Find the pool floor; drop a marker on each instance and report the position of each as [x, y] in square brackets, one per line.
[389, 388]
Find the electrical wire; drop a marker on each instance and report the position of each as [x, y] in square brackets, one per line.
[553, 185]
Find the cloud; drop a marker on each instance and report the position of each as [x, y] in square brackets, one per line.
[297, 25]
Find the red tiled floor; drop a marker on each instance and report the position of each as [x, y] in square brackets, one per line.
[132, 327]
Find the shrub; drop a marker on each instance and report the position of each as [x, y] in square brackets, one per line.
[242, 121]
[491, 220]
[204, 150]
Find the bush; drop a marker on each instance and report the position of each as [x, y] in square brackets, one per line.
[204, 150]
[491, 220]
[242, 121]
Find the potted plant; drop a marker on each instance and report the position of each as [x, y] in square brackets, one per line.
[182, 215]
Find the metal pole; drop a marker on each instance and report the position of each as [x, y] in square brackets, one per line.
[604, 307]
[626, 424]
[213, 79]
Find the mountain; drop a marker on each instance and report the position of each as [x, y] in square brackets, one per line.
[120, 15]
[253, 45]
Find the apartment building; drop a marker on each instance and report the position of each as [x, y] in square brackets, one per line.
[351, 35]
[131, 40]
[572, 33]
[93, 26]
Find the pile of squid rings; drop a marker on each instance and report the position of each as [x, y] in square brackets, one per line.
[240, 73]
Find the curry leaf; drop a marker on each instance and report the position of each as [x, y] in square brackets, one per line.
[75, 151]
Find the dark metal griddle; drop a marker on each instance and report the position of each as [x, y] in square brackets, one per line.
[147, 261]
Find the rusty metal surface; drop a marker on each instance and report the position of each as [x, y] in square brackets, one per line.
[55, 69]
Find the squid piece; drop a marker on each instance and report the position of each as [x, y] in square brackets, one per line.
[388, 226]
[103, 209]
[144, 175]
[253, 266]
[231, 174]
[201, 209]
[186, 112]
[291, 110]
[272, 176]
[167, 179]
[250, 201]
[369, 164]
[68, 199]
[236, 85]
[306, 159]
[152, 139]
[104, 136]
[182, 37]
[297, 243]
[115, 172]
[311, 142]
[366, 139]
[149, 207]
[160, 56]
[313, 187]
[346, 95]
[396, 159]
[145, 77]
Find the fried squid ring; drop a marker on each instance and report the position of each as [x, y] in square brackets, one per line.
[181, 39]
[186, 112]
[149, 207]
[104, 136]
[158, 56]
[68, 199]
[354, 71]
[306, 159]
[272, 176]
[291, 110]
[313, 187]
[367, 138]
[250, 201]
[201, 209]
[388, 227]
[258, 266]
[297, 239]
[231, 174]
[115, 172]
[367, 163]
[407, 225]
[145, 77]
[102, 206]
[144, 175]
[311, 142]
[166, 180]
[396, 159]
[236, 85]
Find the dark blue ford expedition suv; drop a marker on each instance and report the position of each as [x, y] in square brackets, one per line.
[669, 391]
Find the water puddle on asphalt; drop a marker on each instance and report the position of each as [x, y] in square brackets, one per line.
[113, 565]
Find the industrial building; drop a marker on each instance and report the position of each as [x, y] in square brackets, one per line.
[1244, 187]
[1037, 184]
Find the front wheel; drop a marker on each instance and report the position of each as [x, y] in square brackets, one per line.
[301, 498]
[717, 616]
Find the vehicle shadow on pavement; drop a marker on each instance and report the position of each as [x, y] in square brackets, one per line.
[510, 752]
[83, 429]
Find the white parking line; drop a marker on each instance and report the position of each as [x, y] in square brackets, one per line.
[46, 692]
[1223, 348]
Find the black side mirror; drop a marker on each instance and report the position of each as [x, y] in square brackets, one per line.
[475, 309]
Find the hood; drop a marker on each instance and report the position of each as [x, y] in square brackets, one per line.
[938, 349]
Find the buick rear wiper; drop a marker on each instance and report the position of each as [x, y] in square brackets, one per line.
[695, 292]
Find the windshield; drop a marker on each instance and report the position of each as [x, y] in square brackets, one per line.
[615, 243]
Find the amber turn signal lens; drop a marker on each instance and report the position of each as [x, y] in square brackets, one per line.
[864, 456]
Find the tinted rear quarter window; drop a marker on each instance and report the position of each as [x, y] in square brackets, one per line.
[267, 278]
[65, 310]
-------------------------
AIM OF THE TASK: Above are the records; retype them all without a single difference.

FULL OUTPUT:
Find the pool floor; drop a marker on each instance and report the position of each as [x, y] in square brackets, one per line.
[389, 388]
Find the electrical wire; drop a marker on each instance and report the position of each as [x, y] in square brackets, one per line.
[553, 185]
Find the cloud; drop a marker on each instance and report the position of each as [x, y] in square brackets, one per line.
[297, 25]
Find the red tiled floor; drop a marker on each instance and report the position of each as [x, y] in square brackets, one per line.
[132, 327]
Find the shrub; drop a marker on each instance and report the position of each as [x, y] in square brackets, one per line.
[242, 121]
[491, 220]
[204, 150]
Find the bush; drop a marker on each instance and report the position of each as [x, y] in square brackets, one per line.
[204, 150]
[491, 220]
[242, 121]
Find the potted plant; drop a marker on each instance and report the position of each as [x, y] in square brackets, one per line.
[182, 215]
Find the metal pole; drop a marker on each instance and report the position of each as [x, y] in square brackets, one per line.
[604, 307]
[626, 424]
[213, 79]
Find the mountain; drop a marker on each instance and report the position of each as [x, y] in square brackets, one per line.
[120, 15]
[253, 45]
Find the apartment building; drop a marker on each instance and report the position of each as [x, y] in square brackets, one per line.
[351, 35]
[131, 40]
[572, 33]
[93, 26]
Find the pile of squid rings; drop a marker on each instance and report the position of each as [x, y] in square brackets, one per line.
[240, 73]
Find the curry leaf; drop a marker on each instance and report the position of each as [x, y] in square brackets, one per line.
[75, 151]
Find the dark metal griddle; drop a marker on each instance and report the position of each as [x, y] in square brackets, one per line.
[147, 261]
Find the rusty metal surface; drop a marker on each instance and report the position of each as [x, y] in square brackets, one per line.
[55, 69]
Find the squid piece; drop a marker on each instance and report the position of each as [x, y] in square brackets, one per line.
[388, 226]
[103, 209]
[144, 175]
[253, 266]
[231, 174]
[201, 209]
[186, 112]
[291, 110]
[272, 176]
[167, 179]
[250, 201]
[369, 164]
[68, 199]
[236, 85]
[306, 159]
[152, 139]
[104, 136]
[182, 37]
[297, 243]
[115, 172]
[311, 142]
[366, 139]
[149, 207]
[160, 56]
[313, 187]
[346, 95]
[396, 159]
[145, 77]
Find the fried squid ring; drop a marker on each instance and report the position of each as [x, y] in square brackets, one per line.
[181, 39]
[186, 112]
[149, 207]
[104, 136]
[158, 56]
[68, 199]
[354, 71]
[306, 159]
[272, 176]
[291, 110]
[313, 187]
[367, 138]
[250, 201]
[201, 209]
[388, 227]
[258, 266]
[297, 239]
[231, 174]
[115, 172]
[367, 163]
[407, 225]
[145, 77]
[102, 206]
[144, 175]
[311, 142]
[166, 180]
[396, 159]
[236, 85]
Find the dark blue ford expedition suv; drop a marker on each instance and report the position of each as [x, y] in square brackets, one per line.
[669, 391]
Find the water puddle on asphalt; drop a marker on each instance and report the position of each as [x, y] in square brackets, one per line.
[113, 565]
Find the industrial building; drop a marker on each instance and report the position of each as [x, y] in square brackets, one per line.
[1244, 187]
[1037, 184]
Find the front wheel; drop a marker on each instance and report the position of each as [x, y] in square brackets, one per line.
[301, 498]
[717, 616]
Find the vehicle shadow on pavement; drop a marker on each instance and report the position of each as [x, y] in square brackets, one per line.
[510, 752]
[83, 429]
Find the white parking line; drop a marker on each instance and report the position of each as [x, y] in square brackets, one per line.
[46, 692]
[1223, 348]
Find the black side mirror; drop a marker on each instance and report the position of each as [x, y] in square brackets, one per line.
[475, 309]
Find the hood; drop a marker on each instance and report the position of each as [x, y] in square brackets, one per line.
[938, 349]
Find the buick rear wiper; drop a marker on each instance and report the position of each as [x, y] in square brackets, one per line.
[695, 292]
Find the windshield; drop a marker on each instance and report the position of each as [x, y] in square brackets, one per line.
[615, 243]
Find the amber turn signal lens; drop a marker on each instance and report the position of each as [x, y] in square brackets, one per line.
[864, 456]
Find the tinted rear quarter window; drop a marker on each instance and report the position of each as [x, y] in square brackets, one per line.
[267, 278]
[65, 310]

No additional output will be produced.